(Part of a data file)
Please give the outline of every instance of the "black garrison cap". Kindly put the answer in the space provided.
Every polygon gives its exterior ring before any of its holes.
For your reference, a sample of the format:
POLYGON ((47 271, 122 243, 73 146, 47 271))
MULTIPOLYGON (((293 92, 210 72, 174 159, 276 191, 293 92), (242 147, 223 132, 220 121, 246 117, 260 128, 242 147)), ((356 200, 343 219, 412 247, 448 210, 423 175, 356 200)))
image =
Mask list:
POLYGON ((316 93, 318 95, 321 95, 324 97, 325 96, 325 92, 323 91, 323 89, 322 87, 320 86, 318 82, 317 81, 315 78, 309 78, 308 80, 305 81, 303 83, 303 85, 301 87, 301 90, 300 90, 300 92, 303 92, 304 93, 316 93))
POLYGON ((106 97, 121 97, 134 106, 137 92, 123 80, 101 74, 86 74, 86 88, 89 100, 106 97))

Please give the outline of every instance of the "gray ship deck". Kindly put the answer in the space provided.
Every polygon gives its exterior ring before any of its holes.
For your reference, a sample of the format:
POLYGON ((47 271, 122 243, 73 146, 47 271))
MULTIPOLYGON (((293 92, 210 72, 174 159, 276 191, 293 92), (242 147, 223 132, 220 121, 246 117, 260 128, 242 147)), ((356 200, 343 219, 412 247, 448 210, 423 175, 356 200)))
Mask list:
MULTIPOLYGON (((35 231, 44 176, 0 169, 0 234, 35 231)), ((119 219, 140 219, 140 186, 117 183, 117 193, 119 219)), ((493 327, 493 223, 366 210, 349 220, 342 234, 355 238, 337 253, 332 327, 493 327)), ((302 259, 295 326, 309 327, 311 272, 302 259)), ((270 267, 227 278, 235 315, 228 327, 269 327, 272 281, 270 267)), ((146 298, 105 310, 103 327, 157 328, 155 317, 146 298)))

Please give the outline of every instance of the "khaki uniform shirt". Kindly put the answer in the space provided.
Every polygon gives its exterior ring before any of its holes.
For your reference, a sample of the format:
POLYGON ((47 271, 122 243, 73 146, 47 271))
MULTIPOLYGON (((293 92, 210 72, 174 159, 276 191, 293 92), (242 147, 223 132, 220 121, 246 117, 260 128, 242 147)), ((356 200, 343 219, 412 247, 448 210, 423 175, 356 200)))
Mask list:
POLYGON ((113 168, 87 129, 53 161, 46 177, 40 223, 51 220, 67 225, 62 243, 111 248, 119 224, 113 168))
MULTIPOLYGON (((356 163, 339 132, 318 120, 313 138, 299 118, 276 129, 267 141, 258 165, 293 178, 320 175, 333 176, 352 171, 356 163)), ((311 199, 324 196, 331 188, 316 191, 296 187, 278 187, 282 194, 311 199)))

- AIM: Reproduce the listing above word for word, starting at its first line and ending at the line that contains "POLYGON ((106 97, 121", with both of those lines included.

- EXPECTED ANSWER:
Please give the outline of every instance of the "black garrison cap". Kindly put the answer in the space provided.
Every polygon gives its exterior ring before any of its holes.
For your reference, a sample of the format:
POLYGON ((47 271, 122 243, 73 146, 47 271))
MULTIPOLYGON (((293 92, 210 72, 174 159, 276 191, 293 92), (242 147, 223 132, 220 121, 246 117, 260 128, 242 147)), ((356 200, 343 219, 412 247, 448 210, 423 175, 356 200)))
image =
Mask list:
POLYGON ((316 93, 318 95, 321 95, 324 97, 325 96, 325 92, 323 91, 323 89, 322 87, 320 86, 318 82, 317 81, 315 78, 309 78, 308 80, 305 81, 303 83, 303 85, 301 87, 301 90, 300 90, 300 92, 303 92, 304 93, 316 93))
POLYGON ((106 97, 121 97, 134 106, 137 92, 123 80, 101 74, 86 74, 86 88, 89 100, 106 97))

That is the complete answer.